TEXT TO READ -
━━━━

Submitted by Andy Rhodes on
By Jennifer McWilliams, Cemetery Preservation Program Coordinator
Within the field of historic preservation, cemeteries present an interesting challenge, with issues spanning from land and legal considerations to maintenance and preservation concerns. Our Cemetery Preservation Program receives numerous inquiries about cemeteries. Here are answers to three frequently asked questions.
Who owns a cemetery?
Historically, family members in Texas were often buried near their farms and ranches. As a community grew, a philanthropic landowner may have set aside land for a cemetery. With no need for formal dedication, record keeping, or ceremony, the cemetery was used by family and community members until it was no longer needed due to population decline or the creation of a new cemetery near a church or town.
The land was typically passed to a family’s descendants or, in some cases, sold outright. Sometimes the cemetery was separately deeded off of the larger land tract, but many times it was sold as part of the property—with or without any reference to the cemetery. Therefore, determining ownership often requires a thorough review of deed records or property transfer documents.

━━━━

REQUEST 1 - Write out the cemetery text word for word, starting at the words "Who owns a cemetery?" and ending after the words "property transfer documents.".
The cemetery text and the listing are unrelated pieces of material.

[Dataset rows on where objects appear]

━━━━

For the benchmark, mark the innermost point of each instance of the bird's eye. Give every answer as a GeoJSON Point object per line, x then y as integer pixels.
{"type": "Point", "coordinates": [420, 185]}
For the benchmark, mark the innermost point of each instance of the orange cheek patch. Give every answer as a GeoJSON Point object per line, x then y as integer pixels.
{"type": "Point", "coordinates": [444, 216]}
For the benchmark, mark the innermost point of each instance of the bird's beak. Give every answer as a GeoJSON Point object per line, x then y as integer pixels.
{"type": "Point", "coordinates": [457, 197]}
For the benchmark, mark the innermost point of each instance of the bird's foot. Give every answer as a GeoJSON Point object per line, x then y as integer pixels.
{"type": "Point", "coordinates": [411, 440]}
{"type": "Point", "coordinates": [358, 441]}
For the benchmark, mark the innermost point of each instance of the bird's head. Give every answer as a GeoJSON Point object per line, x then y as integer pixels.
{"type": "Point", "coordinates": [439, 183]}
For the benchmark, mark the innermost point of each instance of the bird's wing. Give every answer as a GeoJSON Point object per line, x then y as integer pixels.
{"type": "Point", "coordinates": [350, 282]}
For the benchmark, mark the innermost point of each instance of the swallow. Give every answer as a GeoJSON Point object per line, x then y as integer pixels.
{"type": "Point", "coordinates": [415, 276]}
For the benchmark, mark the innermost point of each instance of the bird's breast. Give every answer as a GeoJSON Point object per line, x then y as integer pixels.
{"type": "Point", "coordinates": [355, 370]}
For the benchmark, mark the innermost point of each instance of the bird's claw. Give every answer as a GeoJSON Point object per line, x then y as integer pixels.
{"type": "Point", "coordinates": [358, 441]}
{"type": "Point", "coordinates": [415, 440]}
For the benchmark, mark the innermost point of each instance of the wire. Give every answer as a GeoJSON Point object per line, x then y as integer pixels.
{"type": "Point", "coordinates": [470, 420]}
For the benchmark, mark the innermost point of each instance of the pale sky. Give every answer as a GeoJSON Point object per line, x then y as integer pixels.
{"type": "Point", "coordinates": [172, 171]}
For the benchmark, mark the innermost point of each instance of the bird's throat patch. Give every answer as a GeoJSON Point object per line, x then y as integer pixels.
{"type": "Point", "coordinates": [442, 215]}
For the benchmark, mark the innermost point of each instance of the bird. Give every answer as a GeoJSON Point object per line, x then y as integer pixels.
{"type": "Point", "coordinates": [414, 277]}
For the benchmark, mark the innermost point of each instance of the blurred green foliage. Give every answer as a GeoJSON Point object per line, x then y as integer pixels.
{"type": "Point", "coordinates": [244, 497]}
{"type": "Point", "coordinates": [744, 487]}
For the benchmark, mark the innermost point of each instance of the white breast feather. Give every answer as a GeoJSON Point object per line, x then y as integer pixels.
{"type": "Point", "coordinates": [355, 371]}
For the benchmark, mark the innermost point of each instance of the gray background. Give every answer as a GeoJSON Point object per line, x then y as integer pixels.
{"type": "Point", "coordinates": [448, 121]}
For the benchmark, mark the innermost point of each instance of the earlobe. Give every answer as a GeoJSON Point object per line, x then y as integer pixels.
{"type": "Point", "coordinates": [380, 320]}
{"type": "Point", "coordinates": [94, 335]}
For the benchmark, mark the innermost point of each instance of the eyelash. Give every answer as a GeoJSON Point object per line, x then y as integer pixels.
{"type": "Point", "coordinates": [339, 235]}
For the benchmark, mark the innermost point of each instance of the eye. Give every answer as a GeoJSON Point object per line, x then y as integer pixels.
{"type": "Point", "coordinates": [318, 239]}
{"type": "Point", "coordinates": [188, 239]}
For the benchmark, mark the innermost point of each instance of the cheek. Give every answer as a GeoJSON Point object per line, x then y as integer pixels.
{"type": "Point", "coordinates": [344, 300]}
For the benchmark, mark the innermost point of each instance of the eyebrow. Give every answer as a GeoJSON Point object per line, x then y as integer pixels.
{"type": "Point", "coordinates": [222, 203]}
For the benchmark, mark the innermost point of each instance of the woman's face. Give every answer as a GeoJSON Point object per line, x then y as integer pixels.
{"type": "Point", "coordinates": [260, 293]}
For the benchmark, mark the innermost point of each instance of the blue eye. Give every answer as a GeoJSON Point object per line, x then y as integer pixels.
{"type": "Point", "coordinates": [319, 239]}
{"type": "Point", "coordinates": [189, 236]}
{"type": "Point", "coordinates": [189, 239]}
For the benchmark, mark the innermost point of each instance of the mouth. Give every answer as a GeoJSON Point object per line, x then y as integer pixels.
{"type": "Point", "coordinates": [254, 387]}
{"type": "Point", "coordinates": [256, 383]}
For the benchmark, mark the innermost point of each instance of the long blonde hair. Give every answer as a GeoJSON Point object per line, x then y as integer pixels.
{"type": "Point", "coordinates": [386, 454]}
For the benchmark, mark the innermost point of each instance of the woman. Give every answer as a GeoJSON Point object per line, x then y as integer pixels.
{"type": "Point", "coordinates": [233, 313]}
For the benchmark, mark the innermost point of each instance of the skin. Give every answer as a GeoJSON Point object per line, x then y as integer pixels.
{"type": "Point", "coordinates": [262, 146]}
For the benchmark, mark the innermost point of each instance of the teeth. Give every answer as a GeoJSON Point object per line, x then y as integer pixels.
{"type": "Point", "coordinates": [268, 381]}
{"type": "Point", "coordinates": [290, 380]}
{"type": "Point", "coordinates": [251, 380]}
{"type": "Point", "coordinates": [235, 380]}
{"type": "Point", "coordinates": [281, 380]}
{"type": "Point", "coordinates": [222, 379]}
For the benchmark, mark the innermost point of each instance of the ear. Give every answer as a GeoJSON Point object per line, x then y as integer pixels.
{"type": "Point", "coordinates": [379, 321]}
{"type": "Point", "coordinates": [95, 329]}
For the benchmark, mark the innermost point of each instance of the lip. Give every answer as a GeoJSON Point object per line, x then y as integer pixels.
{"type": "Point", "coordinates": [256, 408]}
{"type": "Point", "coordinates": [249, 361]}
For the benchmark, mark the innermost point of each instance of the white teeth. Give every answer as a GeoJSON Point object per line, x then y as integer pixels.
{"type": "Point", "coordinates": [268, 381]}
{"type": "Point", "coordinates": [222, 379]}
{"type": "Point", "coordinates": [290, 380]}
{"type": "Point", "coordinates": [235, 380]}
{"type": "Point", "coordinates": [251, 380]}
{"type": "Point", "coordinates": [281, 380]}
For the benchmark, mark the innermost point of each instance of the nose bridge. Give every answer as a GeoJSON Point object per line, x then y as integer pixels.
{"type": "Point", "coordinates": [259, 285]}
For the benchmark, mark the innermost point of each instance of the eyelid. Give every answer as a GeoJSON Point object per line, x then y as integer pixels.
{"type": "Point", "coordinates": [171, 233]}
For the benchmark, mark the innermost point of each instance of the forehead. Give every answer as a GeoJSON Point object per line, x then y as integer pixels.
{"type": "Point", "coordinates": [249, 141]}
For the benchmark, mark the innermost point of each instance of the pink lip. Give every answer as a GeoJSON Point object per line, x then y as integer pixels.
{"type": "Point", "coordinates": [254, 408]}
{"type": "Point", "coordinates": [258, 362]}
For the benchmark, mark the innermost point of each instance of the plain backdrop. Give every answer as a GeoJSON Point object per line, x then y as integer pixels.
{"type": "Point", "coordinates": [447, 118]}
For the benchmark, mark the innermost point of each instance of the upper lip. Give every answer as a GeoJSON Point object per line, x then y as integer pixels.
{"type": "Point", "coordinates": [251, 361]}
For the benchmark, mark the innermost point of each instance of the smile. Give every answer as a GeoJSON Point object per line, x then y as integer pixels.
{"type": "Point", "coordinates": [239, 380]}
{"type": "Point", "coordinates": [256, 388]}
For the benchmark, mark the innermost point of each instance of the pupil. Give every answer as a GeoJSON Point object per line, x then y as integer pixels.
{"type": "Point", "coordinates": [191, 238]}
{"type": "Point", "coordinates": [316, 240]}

━━━━

REQUEST 2 - Please rescale the listing, starting at the line that contains "of the smile." and continuing through the last line of the listing. Repeat those lines with the requests unchanged, multiply every coordinate in the answers by 0.95, and round each result to a whole number, with halves rounded up.

EXERCISE RESULT 1 -
Who owns a cemetery?
Historically, family members in Texas were often buried near their farms and ranches. As a community grew, a philanthropic landowner may have set aside land for a cemetery. With no need for formal dedication, record keeping, or ceremony, the cemetery was used by family and community members until it was no longer needed due to population decline or the creation of a new cemetery near a church or town.
The land was typically passed to a family’s descendants or, in some cases, sold outright. Sometimes the cemetery was separately deeded off of the larger land tract, but many times it was sold as part of the property—with or without any reference to the cemetery. Therefore, determining ownership often requires a thorough review of deed records or property transfer documents.

EXERCISE RESULT 2 -
For the benchmark, mark the innermost point of each instance of the smile. Give every answer as a GeoJSON Point object per line, x then y as integer pixels.
{"type": "Point", "coordinates": [227, 361]}
{"type": "Point", "coordinates": [243, 369]}
For the benchmark, mark the innermost point of each instance of the pupil. Give every answer as a GeoJSON Point object per line, x then y as integer pixels.
{"type": "Point", "coordinates": [181, 226]}
{"type": "Point", "coordinates": [300, 228]}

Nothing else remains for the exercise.